**Selected extract:**
=== Section Start ===
After Johnson's limp body was taken by medevac to Washington Hospital Center, his family piled into a red Nissan Maxima for what Washington called "the longest ride of our lives."

At the hospital, the attending physician told Sam and his wife, Wanda, that Dion was paralyzed. He never walked again; he died six years later.

"I second-guessed myself right after it happened, you know, 'Should I have had my son play football? Was this partially my fault?' " Washington said. "I had that soul-searching moment every parent would have."

In the middle of the NFL's disturbing brain-jarring week, many parents are questioning whether they should let their kids put on a helmet and pads. Others have resigned themselves to the risks.

That's the reality for Leslie Daniels, the wife of Redskins defensive end Phillip Daniels and mother of DaVaris, a Notre Dame-bound wide receiver. Phillip Daniels called the current furor over violent hits "ridiculous," saying, "This ain't no cupcake league."

Leslie Daniels has learned to live a life in which her husband and sons voluntarily put themselves in harm's way.

"It took me a while, but I had to understand that's what he signed up for if it ever happened," she said.

"My 6-year-old DaKendrick was asking questions about the Rutgers player who was paralyzed last week. He's already playing tackle football with older kids because of his size. When I told him what happened, I said, 'You still want to play?' He said, 'Yeah, I won't get hurt. I'm on defense, Mom.' I used to tell DaVaris to lay down after you get hit when he was that age. But I eventually accepted the risk."

Sam Washington, almost two decades later, is fine with his decision too. He is now the junior varsity defensive coordinator at Douglass, where he once coached Dion's younger brother, Derrick. And he knows what you're thinking.

"How does my younger son want to play football when he saw his brother get paralyzed? I mean, Derrick was in the stands that day," Washington said. "But it didn't stop him from playing. It didn't stop me from coaching.
=== Section End ===
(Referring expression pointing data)
=== Section Start ===
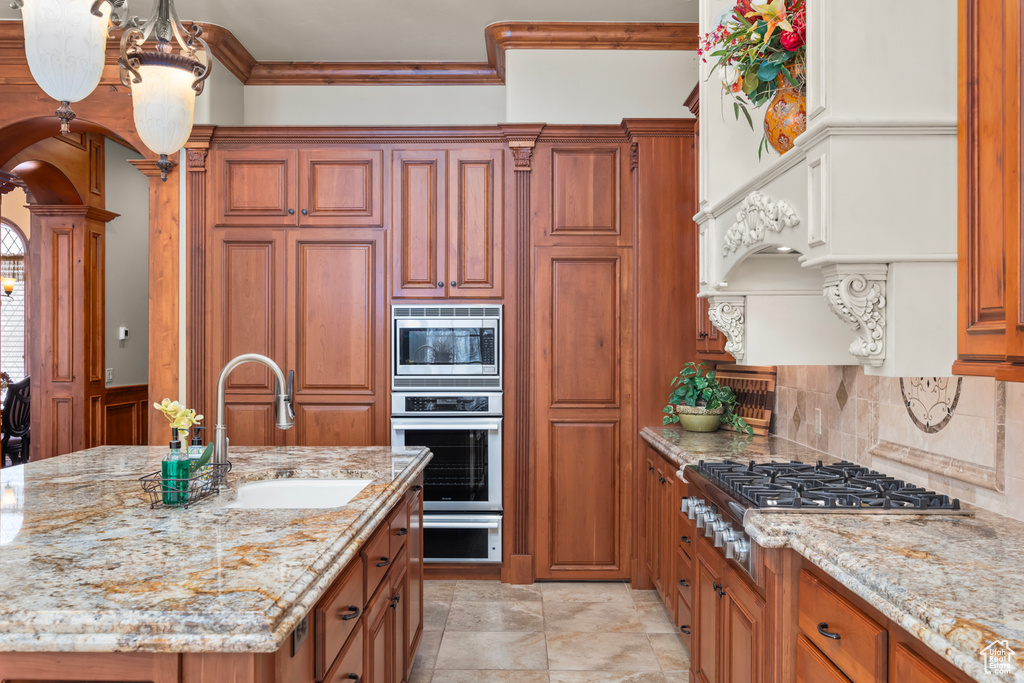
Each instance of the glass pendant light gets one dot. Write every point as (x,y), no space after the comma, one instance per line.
(65,43)
(164,83)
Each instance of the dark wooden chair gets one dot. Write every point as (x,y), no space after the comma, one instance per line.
(14,424)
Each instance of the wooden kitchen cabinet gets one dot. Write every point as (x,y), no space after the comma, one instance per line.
(287,186)
(449,230)
(331,329)
(730,627)
(990,338)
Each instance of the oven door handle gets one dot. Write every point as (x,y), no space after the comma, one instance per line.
(438,424)
(427,523)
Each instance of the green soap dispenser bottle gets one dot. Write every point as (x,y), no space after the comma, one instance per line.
(174,470)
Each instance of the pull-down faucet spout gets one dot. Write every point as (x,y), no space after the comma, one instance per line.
(284,412)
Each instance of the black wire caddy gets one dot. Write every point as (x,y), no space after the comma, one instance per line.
(182,493)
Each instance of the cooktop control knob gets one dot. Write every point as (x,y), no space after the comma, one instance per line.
(738,550)
(695,512)
(722,534)
(714,525)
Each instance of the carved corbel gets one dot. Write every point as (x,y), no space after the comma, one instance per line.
(758,215)
(728,314)
(856,293)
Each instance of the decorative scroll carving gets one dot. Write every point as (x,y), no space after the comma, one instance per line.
(197,157)
(857,295)
(522,157)
(728,314)
(757,216)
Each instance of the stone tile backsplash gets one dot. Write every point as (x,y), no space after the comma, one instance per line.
(958,436)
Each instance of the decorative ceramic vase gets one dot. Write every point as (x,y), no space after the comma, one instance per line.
(699,419)
(786,116)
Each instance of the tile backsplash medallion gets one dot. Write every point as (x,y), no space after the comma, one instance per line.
(963,436)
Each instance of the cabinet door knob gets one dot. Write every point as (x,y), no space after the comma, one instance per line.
(823,630)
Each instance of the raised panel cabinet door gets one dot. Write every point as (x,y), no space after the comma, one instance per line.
(415,570)
(742,631)
(652,537)
(908,667)
(246,314)
(256,186)
(988,129)
(336,314)
(342,187)
(707,637)
(419,232)
(584,327)
(476,217)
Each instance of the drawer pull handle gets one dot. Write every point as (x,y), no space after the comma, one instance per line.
(823,630)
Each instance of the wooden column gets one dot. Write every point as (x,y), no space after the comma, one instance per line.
(67,356)
(164,295)
(197,152)
(519,552)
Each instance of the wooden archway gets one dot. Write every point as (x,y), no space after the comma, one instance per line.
(28,117)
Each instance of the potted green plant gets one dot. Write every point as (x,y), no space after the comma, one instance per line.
(700,403)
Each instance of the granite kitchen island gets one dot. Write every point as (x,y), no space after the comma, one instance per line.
(90,570)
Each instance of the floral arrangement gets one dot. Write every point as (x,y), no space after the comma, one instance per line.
(180,417)
(753,46)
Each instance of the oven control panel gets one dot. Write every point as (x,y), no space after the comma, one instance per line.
(424,403)
(446,404)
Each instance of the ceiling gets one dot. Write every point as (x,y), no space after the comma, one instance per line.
(394,30)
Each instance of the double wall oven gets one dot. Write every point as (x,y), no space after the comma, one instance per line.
(446,396)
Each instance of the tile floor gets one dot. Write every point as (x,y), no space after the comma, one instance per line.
(481,631)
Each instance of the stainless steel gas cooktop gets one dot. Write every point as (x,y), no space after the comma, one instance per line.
(842,486)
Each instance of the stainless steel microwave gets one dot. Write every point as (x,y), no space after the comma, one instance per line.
(446,347)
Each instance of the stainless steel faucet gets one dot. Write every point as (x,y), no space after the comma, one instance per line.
(284,413)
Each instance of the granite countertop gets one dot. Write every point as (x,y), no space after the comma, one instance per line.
(956,583)
(88,566)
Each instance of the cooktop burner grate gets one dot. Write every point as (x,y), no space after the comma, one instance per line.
(837,486)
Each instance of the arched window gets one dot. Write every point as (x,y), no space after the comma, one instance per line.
(12,360)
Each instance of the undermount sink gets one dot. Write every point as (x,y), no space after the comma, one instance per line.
(297,494)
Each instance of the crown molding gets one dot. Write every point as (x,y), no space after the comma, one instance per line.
(498,37)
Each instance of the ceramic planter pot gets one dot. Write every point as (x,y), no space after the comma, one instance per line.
(786,117)
(699,419)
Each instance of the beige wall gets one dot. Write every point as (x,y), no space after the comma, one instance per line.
(127,296)
(978,456)
(13,208)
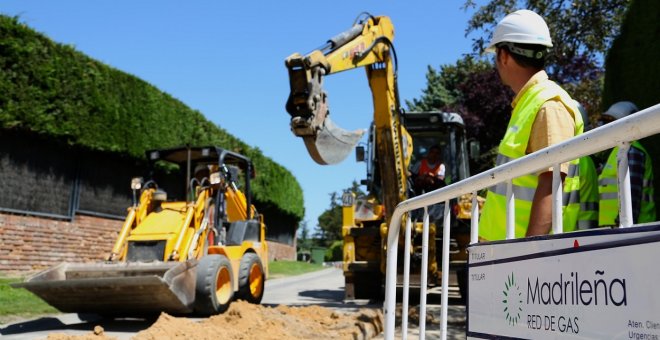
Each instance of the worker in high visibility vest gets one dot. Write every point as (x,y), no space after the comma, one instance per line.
(641,176)
(587,195)
(543,115)
(429,172)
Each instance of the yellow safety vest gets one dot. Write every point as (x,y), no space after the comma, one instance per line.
(586,197)
(608,190)
(492,223)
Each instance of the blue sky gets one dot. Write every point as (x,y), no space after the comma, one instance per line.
(226,59)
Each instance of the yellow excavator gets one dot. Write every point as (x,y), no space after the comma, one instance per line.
(396,139)
(191,249)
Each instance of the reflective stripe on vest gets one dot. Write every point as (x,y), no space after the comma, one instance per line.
(492,223)
(588,195)
(608,187)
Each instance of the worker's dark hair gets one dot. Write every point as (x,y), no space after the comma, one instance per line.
(526,55)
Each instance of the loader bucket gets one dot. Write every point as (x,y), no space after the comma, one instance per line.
(117,289)
(332,144)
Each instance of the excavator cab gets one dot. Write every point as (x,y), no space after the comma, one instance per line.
(192,242)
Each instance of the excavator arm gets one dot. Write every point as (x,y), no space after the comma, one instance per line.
(367,44)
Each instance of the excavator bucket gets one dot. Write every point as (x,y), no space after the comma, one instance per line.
(331,144)
(326,142)
(117,288)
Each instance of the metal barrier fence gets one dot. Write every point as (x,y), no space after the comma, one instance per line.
(619,133)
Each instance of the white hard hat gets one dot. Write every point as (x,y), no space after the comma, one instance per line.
(619,110)
(523,27)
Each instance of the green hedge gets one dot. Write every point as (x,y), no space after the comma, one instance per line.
(54,90)
(632,69)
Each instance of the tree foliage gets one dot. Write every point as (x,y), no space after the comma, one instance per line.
(330,221)
(442,90)
(581,31)
(53,90)
(473,89)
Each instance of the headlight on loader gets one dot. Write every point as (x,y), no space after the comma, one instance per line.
(136,183)
(215,178)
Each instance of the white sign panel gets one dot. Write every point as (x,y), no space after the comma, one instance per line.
(601,288)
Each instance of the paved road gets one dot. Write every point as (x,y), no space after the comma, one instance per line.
(323,288)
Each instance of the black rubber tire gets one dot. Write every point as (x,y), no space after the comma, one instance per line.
(209,298)
(246,291)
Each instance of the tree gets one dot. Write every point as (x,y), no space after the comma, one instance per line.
(330,221)
(582,31)
(442,90)
(472,88)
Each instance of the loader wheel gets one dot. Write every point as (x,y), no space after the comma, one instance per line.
(213,289)
(251,279)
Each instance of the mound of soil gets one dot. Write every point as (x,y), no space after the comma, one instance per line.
(248,321)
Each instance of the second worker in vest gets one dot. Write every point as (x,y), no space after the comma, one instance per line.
(429,172)
(641,176)
(543,115)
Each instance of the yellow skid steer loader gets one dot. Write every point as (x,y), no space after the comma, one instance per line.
(195,253)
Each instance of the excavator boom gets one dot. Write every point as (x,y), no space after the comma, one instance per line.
(363,44)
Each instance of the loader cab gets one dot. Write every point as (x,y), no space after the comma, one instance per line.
(183,171)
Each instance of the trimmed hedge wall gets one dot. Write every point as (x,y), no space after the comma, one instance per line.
(632,69)
(54,90)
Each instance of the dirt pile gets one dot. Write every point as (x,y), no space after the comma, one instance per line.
(97,334)
(247,321)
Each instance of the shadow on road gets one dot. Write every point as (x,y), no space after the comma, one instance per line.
(85,322)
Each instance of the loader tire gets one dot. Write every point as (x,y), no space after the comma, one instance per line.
(251,279)
(214,287)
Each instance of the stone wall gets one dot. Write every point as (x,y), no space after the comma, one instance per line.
(29,243)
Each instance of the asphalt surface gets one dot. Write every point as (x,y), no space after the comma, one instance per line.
(324,288)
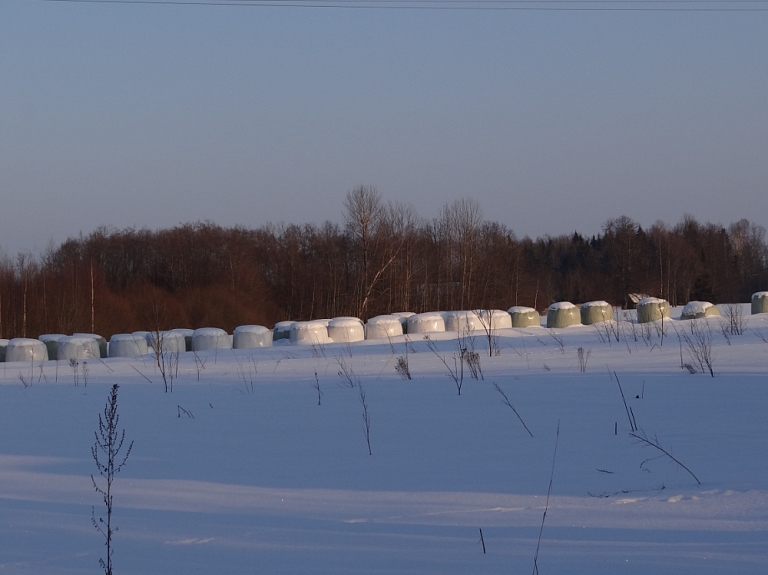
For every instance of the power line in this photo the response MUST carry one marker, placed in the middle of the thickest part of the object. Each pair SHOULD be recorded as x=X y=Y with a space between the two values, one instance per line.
x=517 y=5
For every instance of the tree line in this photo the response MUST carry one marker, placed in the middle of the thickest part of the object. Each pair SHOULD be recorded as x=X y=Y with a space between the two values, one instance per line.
x=383 y=257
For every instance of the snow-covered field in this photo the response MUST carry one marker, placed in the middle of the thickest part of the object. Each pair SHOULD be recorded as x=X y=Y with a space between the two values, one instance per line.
x=239 y=470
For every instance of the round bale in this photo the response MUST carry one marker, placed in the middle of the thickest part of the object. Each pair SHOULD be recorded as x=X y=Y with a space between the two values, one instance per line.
x=51 y=341
x=251 y=336
x=698 y=309
x=651 y=309
x=205 y=338
x=426 y=323
x=170 y=342
x=461 y=321
x=99 y=339
x=309 y=333
x=760 y=302
x=74 y=347
x=26 y=349
x=282 y=330
x=596 y=312
x=127 y=345
x=563 y=314
x=522 y=316
x=346 y=329
x=383 y=327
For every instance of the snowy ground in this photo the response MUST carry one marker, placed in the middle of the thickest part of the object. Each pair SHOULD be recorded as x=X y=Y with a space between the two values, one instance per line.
x=259 y=478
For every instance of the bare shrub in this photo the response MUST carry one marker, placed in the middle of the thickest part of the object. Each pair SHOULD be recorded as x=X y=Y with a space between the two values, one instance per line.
x=583 y=359
x=401 y=367
x=733 y=322
x=109 y=462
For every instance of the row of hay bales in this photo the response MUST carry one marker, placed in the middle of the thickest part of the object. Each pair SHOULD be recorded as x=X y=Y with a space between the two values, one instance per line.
x=93 y=346
x=339 y=330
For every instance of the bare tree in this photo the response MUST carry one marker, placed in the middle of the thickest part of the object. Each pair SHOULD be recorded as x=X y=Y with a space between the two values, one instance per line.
x=109 y=462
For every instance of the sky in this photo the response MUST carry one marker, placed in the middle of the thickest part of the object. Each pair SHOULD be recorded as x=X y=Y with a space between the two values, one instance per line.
x=140 y=115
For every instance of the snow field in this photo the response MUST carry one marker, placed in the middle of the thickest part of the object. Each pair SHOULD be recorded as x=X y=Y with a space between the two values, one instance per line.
x=256 y=476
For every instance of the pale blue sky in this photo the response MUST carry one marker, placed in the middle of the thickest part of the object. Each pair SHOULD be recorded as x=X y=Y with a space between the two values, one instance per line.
x=136 y=115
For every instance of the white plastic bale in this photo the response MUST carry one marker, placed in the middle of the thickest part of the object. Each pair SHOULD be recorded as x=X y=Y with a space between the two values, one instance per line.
x=383 y=327
x=170 y=342
x=596 y=312
x=522 y=316
x=495 y=319
x=346 y=330
x=698 y=309
x=563 y=314
x=205 y=338
x=760 y=302
x=51 y=341
x=403 y=316
x=426 y=323
x=309 y=333
x=26 y=349
x=187 y=333
x=282 y=330
x=127 y=345
x=651 y=309
x=78 y=347
x=461 y=321
x=99 y=339
x=251 y=336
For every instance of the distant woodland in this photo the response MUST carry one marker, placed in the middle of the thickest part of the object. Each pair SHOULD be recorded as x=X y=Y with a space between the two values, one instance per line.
x=382 y=258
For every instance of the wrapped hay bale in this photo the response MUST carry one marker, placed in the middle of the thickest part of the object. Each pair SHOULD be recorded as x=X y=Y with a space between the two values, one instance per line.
x=26 y=349
x=169 y=342
x=383 y=327
x=461 y=321
x=187 y=333
x=495 y=319
x=78 y=347
x=760 y=302
x=51 y=341
x=127 y=345
x=251 y=336
x=403 y=317
x=346 y=329
x=651 y=309
x=426 y=323
x=522 y=316
x=205 y=338
x=563 y=314
x=282 y=330
x=596 y=312
x=309 y=333
x=99 y=339
x=698 y=309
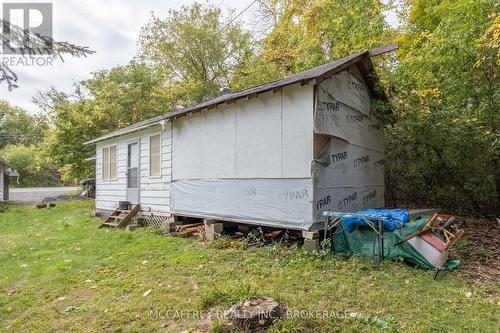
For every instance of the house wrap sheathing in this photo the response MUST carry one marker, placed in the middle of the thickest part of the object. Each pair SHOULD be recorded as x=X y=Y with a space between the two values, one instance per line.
x=275 y=155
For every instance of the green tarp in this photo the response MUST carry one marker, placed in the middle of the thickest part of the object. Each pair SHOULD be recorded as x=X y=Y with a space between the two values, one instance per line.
x=360 y=242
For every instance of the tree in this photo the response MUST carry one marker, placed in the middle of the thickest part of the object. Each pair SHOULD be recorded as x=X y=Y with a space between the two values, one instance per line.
x=444 y=149
x=19 y=127
x=308 y=33
x=196 y=49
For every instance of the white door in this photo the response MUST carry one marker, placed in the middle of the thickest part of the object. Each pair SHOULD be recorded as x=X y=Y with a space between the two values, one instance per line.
x=133 y=173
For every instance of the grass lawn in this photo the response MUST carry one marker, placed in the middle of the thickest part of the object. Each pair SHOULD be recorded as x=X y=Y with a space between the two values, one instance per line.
x=59 y=272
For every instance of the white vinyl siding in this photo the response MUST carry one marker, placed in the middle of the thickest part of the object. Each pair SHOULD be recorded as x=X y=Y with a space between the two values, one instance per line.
x=155 y=155
x=154 y=192
x=109 y=163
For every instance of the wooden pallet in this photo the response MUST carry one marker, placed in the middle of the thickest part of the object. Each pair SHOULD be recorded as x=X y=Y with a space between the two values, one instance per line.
x=120 y=218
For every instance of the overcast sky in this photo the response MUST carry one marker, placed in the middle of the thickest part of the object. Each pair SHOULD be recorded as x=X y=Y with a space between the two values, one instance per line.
x=109 y=27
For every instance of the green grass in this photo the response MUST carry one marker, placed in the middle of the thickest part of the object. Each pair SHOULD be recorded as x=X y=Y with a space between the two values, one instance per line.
x=59 y=272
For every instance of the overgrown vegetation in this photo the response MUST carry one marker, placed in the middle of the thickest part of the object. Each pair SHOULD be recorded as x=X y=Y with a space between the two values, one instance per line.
x=442 y=144
x=61 y=273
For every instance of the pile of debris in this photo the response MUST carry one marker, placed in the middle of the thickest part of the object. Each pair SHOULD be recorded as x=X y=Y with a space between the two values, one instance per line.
x=187 y=230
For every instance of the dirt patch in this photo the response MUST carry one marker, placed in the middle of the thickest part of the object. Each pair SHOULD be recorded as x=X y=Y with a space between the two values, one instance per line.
x=479 y=249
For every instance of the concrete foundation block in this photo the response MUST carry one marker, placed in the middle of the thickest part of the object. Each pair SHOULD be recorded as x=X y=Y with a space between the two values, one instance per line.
x=311 y=245
x=166 y=226
x=213 y=228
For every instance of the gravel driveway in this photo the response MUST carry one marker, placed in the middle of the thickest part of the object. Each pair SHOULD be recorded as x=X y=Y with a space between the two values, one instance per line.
x=37 y=194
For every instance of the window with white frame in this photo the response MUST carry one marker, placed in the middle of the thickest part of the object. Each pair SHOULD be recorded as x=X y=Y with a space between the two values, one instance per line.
x=109 y=162
x=155 y=155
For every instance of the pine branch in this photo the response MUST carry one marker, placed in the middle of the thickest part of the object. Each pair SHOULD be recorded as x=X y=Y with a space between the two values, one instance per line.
x=39 y=45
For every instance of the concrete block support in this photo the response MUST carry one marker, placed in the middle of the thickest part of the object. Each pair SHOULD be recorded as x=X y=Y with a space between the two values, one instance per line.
x=311 y=245
x=311 y=240
x=166 y=226
x=213 y=228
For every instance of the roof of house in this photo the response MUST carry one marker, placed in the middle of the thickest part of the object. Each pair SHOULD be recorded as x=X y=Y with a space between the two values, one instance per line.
x=317 y=73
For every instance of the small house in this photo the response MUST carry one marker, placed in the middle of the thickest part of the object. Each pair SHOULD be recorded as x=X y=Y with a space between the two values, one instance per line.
x=277 y=154
x=6 y=171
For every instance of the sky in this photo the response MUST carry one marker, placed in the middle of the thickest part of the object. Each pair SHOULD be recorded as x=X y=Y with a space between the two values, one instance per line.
x=109 y=27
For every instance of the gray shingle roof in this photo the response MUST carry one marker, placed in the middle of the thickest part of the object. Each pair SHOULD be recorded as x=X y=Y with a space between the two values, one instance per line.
x=311 y=74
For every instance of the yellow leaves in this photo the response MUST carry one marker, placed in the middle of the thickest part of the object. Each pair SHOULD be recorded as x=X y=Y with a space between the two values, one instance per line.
x=428 y=93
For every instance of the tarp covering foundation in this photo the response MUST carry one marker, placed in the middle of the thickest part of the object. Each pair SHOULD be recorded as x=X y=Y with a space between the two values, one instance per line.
x=275 y=202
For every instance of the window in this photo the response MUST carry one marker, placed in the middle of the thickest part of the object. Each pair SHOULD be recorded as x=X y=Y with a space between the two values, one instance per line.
x=155 y=155
x=109 y=162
=== Section End ===
**Required action:** According to the article on youth football injuries, what role does Sam Washington now hold at Douglass?

**Reply:** He is the junior varsity defensive coordinator at Douglass.